--- Start MATERIAL TO PROCESS ---
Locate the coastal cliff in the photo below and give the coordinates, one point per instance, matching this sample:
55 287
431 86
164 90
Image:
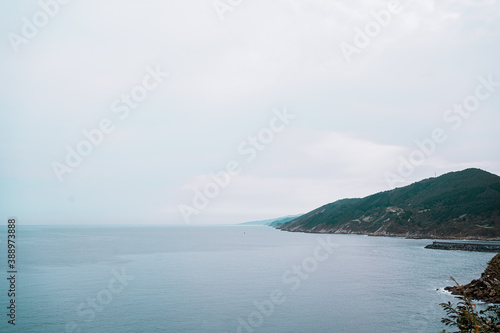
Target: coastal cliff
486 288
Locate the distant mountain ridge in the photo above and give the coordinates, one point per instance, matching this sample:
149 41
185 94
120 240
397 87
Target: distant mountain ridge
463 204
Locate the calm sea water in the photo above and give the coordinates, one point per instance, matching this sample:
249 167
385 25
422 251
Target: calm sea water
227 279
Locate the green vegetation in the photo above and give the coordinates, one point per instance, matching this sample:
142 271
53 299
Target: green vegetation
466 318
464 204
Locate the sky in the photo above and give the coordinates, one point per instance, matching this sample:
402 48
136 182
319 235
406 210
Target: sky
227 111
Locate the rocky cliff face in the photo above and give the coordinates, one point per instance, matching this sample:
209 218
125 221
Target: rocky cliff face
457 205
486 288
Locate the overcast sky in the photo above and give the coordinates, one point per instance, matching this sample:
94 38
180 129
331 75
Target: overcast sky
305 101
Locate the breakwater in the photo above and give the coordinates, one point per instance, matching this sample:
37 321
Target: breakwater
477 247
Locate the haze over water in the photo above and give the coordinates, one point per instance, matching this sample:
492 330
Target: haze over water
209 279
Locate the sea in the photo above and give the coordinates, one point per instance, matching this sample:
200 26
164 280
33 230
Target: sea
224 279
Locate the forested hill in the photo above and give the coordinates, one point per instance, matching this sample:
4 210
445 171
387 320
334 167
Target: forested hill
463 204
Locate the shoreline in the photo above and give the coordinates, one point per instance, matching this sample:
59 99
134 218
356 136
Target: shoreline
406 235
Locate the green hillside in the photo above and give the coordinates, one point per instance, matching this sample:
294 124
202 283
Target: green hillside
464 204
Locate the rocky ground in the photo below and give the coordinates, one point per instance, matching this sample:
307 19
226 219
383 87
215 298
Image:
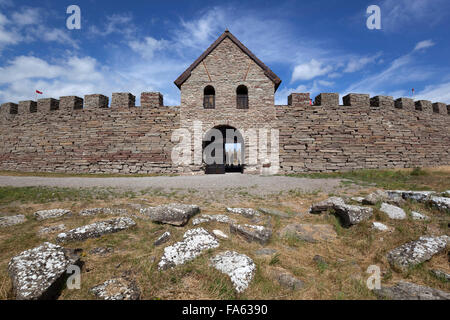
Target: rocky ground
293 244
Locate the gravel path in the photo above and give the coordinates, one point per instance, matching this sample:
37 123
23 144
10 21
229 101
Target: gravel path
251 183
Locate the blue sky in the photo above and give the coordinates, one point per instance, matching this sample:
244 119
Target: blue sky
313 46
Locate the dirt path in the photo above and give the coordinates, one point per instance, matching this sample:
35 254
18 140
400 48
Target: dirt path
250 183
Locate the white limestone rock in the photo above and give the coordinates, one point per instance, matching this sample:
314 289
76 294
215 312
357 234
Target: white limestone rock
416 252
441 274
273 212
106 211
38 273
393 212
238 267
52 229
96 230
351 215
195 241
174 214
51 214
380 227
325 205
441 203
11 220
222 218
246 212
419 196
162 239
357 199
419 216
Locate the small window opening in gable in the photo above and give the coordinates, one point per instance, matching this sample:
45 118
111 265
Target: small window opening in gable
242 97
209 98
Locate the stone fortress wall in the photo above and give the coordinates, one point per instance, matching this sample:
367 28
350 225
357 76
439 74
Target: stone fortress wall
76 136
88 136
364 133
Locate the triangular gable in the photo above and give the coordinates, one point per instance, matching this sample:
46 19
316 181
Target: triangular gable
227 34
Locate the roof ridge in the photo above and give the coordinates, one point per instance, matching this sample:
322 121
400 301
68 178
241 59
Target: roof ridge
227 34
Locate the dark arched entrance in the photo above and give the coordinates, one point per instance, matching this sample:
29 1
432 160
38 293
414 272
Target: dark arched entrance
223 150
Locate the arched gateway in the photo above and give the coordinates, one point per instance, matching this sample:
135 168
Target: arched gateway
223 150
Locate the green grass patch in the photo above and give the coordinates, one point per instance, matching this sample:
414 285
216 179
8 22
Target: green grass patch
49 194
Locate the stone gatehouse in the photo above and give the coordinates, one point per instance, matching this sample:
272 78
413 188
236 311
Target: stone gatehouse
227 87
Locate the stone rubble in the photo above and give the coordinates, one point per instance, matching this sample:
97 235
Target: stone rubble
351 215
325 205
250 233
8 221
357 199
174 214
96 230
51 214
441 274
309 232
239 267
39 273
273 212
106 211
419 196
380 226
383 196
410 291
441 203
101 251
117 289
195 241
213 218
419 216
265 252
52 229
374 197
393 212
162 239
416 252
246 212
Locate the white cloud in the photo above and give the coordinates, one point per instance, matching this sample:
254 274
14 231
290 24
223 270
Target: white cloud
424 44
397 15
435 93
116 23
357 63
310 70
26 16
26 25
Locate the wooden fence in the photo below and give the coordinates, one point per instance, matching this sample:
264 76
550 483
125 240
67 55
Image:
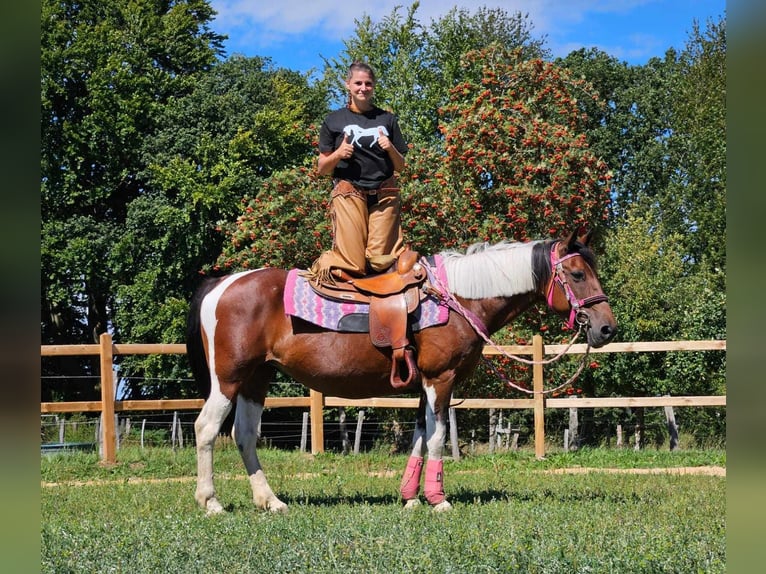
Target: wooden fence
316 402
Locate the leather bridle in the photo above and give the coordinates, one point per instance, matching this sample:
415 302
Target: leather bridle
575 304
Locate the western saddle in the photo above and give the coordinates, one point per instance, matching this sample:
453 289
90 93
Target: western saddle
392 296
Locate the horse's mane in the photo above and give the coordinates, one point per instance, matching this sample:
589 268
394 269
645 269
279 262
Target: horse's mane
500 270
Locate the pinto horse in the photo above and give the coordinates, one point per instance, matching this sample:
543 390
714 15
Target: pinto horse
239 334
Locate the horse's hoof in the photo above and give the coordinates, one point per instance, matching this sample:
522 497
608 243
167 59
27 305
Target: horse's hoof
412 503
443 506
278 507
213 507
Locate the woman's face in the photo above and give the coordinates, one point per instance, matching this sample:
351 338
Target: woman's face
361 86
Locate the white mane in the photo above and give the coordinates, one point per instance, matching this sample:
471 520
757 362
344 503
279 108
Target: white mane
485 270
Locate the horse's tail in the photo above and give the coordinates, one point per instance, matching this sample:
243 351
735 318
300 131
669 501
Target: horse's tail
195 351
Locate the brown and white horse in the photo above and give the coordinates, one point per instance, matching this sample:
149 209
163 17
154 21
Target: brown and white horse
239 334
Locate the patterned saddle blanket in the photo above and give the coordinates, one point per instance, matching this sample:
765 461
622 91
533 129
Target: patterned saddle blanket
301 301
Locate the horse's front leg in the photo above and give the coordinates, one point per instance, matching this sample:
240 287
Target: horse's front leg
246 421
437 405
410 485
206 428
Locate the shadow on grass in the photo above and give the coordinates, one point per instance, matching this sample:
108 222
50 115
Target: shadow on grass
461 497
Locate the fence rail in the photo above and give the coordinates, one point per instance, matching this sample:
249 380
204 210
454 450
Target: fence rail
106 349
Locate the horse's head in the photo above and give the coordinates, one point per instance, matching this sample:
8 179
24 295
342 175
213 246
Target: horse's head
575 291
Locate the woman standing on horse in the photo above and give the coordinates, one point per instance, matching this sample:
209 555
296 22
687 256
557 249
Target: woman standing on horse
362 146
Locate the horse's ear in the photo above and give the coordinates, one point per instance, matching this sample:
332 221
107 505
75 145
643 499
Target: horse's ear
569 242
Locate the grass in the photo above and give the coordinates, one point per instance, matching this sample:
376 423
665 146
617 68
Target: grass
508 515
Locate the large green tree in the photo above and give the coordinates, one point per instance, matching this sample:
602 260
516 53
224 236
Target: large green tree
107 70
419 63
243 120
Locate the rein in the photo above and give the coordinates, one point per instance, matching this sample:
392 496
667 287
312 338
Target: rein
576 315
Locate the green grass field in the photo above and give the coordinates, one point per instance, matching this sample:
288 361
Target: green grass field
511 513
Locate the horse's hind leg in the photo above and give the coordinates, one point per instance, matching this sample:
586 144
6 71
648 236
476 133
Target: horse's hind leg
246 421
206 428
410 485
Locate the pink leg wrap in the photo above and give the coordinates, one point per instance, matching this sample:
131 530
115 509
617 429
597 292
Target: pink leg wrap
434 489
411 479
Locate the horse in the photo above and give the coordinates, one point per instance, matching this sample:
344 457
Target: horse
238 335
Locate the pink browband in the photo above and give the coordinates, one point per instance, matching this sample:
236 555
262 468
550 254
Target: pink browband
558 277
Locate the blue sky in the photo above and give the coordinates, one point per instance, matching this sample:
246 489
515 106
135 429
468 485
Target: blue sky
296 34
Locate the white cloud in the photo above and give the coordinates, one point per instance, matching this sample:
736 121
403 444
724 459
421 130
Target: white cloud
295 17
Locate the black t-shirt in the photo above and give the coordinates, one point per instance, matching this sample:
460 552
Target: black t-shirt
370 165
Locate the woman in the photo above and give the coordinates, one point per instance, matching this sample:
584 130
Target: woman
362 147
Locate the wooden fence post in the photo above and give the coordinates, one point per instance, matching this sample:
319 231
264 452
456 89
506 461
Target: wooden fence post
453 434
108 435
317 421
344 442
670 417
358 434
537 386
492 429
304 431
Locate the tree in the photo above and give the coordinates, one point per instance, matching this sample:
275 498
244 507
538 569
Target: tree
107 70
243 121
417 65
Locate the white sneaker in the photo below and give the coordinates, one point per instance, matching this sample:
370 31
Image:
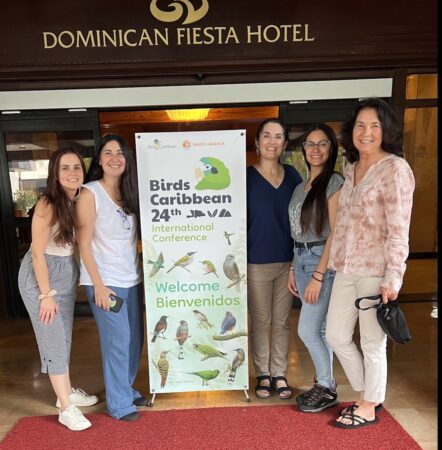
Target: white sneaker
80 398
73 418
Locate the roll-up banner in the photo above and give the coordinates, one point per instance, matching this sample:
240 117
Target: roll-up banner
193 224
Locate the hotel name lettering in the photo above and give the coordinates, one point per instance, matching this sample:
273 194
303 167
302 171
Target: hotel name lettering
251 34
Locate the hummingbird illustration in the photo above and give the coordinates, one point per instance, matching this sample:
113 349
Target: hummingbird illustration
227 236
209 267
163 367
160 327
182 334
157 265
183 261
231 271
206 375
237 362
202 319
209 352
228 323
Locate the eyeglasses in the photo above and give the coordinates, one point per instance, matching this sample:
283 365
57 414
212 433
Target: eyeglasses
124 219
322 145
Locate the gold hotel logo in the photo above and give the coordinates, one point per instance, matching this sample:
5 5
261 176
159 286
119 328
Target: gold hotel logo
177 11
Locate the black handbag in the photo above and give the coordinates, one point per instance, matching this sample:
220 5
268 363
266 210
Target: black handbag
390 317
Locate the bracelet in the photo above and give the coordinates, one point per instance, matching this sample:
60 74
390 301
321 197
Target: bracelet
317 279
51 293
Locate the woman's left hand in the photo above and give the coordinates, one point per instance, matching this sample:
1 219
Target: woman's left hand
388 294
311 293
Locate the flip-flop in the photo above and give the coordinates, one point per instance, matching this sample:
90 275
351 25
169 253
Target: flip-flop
--- End MATERIAL TO PROCESS ---
**PROBLEM TO WORK ON**: Please rewrite the lines as a numbered list, from the line containing "Locate the woman's left" through the end of the records, leaving out any blank lines.

**PROBLEM SOLUTION**:
1. Locate the woman's left hand in the photo above and give the coordinates, one point per instance, matching this sample:
2. 1 219
3. Target: woman's left hand
4. 388 294
5. 311 293
6. Locate the flip-flop in the photo above and give the coordinates, one point per instance, matching this sample:
7. 90 275
8. 351 25
9. 169 253
10. Target: flip-flop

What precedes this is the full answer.